What is needed: Retype the complete listing without any change.
┌─ Dataset records
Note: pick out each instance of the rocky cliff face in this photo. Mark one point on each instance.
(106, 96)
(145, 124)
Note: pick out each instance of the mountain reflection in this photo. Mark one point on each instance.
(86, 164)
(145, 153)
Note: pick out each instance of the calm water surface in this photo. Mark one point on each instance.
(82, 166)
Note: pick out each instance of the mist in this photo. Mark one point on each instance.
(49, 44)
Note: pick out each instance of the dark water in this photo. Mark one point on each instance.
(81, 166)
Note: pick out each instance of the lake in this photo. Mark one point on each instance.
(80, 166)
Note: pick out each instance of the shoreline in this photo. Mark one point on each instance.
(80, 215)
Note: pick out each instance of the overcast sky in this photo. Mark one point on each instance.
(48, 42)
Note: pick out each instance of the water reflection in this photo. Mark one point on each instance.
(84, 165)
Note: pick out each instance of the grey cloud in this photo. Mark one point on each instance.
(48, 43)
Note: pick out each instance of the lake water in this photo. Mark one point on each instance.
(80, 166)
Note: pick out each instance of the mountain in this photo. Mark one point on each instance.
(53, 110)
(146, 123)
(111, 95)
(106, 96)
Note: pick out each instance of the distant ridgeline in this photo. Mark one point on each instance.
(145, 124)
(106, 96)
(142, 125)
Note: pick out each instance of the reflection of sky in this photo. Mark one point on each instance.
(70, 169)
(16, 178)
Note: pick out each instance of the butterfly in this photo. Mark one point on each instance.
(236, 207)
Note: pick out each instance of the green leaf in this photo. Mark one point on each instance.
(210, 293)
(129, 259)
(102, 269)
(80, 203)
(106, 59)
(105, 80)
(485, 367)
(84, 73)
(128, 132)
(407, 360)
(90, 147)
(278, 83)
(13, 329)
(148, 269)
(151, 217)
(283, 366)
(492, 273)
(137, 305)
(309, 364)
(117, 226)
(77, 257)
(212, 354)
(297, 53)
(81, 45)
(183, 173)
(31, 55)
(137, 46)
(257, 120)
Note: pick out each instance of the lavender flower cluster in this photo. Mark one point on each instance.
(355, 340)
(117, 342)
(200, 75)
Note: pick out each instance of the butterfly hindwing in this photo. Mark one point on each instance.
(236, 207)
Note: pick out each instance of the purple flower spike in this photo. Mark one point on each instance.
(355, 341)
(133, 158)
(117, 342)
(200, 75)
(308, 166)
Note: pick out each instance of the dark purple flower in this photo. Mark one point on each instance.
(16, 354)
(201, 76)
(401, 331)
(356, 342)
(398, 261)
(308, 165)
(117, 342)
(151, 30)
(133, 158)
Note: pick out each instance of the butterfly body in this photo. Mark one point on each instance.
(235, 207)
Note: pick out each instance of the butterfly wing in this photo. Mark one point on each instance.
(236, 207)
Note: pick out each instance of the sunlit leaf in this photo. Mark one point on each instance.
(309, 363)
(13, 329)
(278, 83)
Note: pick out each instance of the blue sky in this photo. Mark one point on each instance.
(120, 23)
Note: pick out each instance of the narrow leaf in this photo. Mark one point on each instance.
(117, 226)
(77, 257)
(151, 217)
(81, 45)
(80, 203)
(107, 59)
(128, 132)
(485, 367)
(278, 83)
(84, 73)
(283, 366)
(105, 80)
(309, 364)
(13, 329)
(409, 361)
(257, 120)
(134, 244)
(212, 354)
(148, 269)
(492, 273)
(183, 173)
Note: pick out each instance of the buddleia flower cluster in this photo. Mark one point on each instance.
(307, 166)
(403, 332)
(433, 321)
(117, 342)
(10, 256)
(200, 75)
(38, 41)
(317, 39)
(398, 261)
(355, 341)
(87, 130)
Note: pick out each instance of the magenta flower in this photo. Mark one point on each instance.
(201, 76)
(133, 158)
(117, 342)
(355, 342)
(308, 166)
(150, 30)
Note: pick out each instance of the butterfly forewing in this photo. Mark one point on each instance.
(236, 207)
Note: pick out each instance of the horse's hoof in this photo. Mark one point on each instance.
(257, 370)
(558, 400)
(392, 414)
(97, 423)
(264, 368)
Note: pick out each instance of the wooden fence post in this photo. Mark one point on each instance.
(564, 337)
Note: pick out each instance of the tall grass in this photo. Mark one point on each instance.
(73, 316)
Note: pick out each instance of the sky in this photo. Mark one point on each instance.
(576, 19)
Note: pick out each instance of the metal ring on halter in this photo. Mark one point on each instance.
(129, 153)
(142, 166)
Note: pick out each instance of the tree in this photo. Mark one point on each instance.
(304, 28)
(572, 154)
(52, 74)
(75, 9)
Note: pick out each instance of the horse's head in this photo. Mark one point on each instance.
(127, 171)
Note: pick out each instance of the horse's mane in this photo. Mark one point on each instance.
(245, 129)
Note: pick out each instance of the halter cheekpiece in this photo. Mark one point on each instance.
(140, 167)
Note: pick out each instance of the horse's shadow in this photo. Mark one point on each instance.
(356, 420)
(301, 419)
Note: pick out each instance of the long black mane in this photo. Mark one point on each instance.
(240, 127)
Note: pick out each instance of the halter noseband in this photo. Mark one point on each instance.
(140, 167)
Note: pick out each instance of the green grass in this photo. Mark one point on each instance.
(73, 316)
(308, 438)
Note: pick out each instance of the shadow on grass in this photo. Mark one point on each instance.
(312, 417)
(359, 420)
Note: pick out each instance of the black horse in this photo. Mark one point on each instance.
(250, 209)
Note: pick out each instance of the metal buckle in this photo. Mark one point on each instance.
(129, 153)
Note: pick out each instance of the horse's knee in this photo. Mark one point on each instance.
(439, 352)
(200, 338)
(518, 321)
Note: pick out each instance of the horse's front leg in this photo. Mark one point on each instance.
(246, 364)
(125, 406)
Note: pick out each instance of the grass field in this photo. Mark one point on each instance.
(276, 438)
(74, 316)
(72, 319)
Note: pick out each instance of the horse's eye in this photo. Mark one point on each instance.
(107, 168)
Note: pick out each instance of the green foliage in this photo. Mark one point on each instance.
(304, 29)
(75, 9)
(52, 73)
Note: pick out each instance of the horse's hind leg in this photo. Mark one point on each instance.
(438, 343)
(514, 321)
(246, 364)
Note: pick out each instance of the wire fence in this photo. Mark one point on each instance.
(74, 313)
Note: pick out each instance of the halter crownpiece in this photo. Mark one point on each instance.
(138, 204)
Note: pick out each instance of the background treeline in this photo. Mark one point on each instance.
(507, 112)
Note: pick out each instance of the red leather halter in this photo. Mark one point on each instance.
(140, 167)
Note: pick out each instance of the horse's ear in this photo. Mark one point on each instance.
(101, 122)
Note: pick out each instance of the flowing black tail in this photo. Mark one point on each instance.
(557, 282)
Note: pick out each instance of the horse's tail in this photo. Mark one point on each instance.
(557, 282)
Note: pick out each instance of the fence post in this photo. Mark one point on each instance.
└─
Finished exercise:
Note: pick out each instance of the rocky cliff face in this photo. Mark one point on each instance.
(106, 96)
(145, 124)
Note: pick out each instance of the mountain reflection in this photo. Mark one point on each instance.
(86, 164)
(145, 153)
Note: pick out each instance of the calm water surface in this photo. Mark one point on each instance.
(82, 166)
Note: pick out each instance of the mist in this photo. Mark one point on each instance.
(49, 44)
Note: pick out each instance of the dark water in this photo. Mark one point on each instance.
(81, 166)
Note: pick out each instance of the lake in this photo. Mark one point on each instance.
(80, 166)
Note: pick out each instance of the shoreline in this photo. Mark one point on each instance.
(80, 215)
Note: pick out each instance of the overcast sky in this photo. Mark one point on each instance.
(48, 42)
Note: pick out each instance of the water reflection in this photo. Mark one point on each instance.
(84, 165)
Note: pick out each instance of the grey cloud in this photo. Mark one point on each instance.
(48, 43)
Note: pick out each instance of the lake water in this photo. Mark one point on each instance.
(80, 166)
Note: pick out each instance of the mountain in this photo. Mark one point on each instance.
(53, 110)
(146, 123)
(111, 95)
(106, 96)
Note: pick out each instance of the distant ridgeline in this photo. Mark one point on each instance.
(145, 124)
(106, 96)
(142, 125)
Note: pick out each instance of the reflection of sky in this photo. Mark one point on each instance.
(70, 169)
(16, 178)
Note: pick out each instance of the butterfly in this photo. Mark one point on each instance.
(236, 207)
Note: pick out each instance of the green leaf in this photo. Mark one point on each instance.
(210, 293)
(129, 259)
(102, 269)
(80, 203)
(106, 59)
(105, 80)
(485, 367)
(84, 73)
(128, 132)
(407, 360)
(90, 147)
(278, 83)
(13, 329)
(148, 269)
(151, 217)
(283, 366)
(492, 273)
(137, 305)
(309, 364)
(117, 226)
(77, 257)
(212, 354)
(297, 53)
(81, 45)
(183, 173)
(31, 55)
(137, 46)
(257, 120)
Note: pick out each instance of the lavender flower cluster in this photo. Mark one point on each instance.
(355, 340)
(117, 342)
(200, 75)
Note: pick out each instance of the butterfly hindwing in this photo. Mark one point on each instance.
(236, 207)
Note: pick out each instance of the purple flower spike in this photo. Mark one point on each instance.
(355, 341)
(133, 158)
(117, 342)
(200, 75)
(308, 166)
Note: pick out each instance of the dark purple flower in this photo. Mark one point on each instance.
(16, 354)
(201, 76)
(401, 331)
(356, 342)
(398, 261)
(308, 165)
(117, 342)
(151, 30)
(133, 158)
Note: pick out each instance of the butterfly body in this photo. Mark one point on each instance.
(235, 207)
Note: pick out each instance of the butterfly wing in this photo. Mark one point on each instance.
(236, 207)
Note: pick out each instance of the sunlit leaf in this photo. Mark one point on each instance.
(309, 363)
(13, 329)
(278, 83)
Note: pick out each instance of the blue sky in this photo. Mark one point on each instance.
(120, 23)
Note: pick out each instance of the narrow leaf in this photo. Mark one point on each instance.
(117, 226)
(77, 257)
(151, 217)
(81, 45)
(80, 203)
(107, 59)
(128, 132)
(485, 367)
(278, 83)
(84, 73)
(283, 366)
(105, 80)
(309, 364)
(13, 329)
(409, 361)
(257, 120)
(134, 244)
(212, 354)
(148, 269)
(492, 273)
(183, 173)
Note: pick out each instance of the buddleia flower cluster in this photo. Mark one point on each instance.
(307, 166)
(403, 332)
(433, 321)
(117, 342)
(10, 256)
(200, 75)
(38, 41)
(317, 39)
(398, 261)
(355, 341)
(87, 130)
Note: pick out each instance of the magenta flower in this photo. Mark one point on each instance.
(201, 76)
(133, 158)
(117, 342)
(355, 342)
(308, 166)
(150, 30)
Note: pick out each instance of the butterfly forewing in this photo. Mark one point on each instance.
(236, 207)
Note: pick out each instance of the horse's hoof in this photo. Mark one point on each instance.
(257, 370)
(558, 400)
(392, 414)
(97, 423)
(264, 368)
Note: pick out each instance of the wooden fence post in this photo. Mark one point on each instance.
(564, 337)
Note: pick out each instance of the tall grass in this photo. Mark one point on each instance.
(73, 316)
Note: pick out each instance of the sky in this photo. Mark one point on each instance.
(576, 19)
Note: pick out each instance of the metal ring on halter in this photo. Mark one point on each instance.
(129, 153)
(142, 166)
Note: pick out each instance of the tree in this photo. Mark one point on each instance.
(304, 28)
(572, 154)
(52, 74)
(75, 9)
Note: pick out each instance of the horse's head in this photo. Mark one point on each instance.
(127, 171)
Note: pick out each instance of the horse's mane in this photo. Mark one point on each instance.
(245, 129)
Note: pick out each instance of the halter cheekpiece in this photo. Mark one point on each instance.
(140, 167)
Note: pick out each instance of the horse's shadow in this photo. Mark one point on each instance.
(356, 420)
(301, 419)
Note: pick out each instance of the long black mane in this photo. Mark one point on each instance.
(240, 127)
Note: pick out each instance of the halter noseband in this photo. Mark one point on each instance.
(140, 167)
Note: pick out each instance of the green grass in this photo. Mark one point on each instance.
(73, 316)
(308, 438)
Note: pick out each instance of the shadow on grass in this photo. Mark one point on each instance.
(312, 417)
(359, 420)
Note: pick out each instance of the black horse in this photo. Mark one point on each instance.
(250, 209)
Note: pick out each instance of the metal buckle in this photo. Mark one point on each instance.
(129, 153)
Note: pick out each instance of the horse's knee in this photo. Mark one point on each instance.
(439, 352)
(200, 338)
(518, 321)
Note: pick out each instance of the horse's front leg in this photo. Mark one point on each instance.
(246, 364)
(125, 406)
Note: pick out each instance of the grass field in this photo. Mark one point on each instance.
(276, 438)
(74, 316)
(72, 319)
Note: pick out each instance of the horse's eye in this photo. Mark one point on each instance.
(107, 168)
Note: pick out each instance of the green foliage in this photo. Mark one point on each instance.
(304, 29)
(75, 9)
(52, 73)
Note: pick out each instance of the horse's hind leg in this photo. Mark one point on each instance.
(438, 343)
(514, 321)
(246, 364)
Note: pick out each instance of the wire fence in this photo. Mark one point on each instance.
(74, 313)
Note: pick out each instance of the halter crownpiece in this photo. Mark one point on each instance.
(138, 204)
Note: pick out each instance of the background treeline in this photo. Mark one point on each instance.
(507, 112)
Note: pick out each instance of the red leather halter in this photo. Mark one point on each instance.
(140, 167)
Note: pick out each instance of the horse's ear in this photo. Mark one point on each instance.
(101, 122)
Note: pick out each instance of the flowing black tail in this photo. Mark one point on each instance.
(557, 282)
Note: pick out each instance of the horse's tail in this photo. Mark one point on each instance.
(557, 282)
Note: pick out each instance of the fence post in this photo. Mark one point on each instance.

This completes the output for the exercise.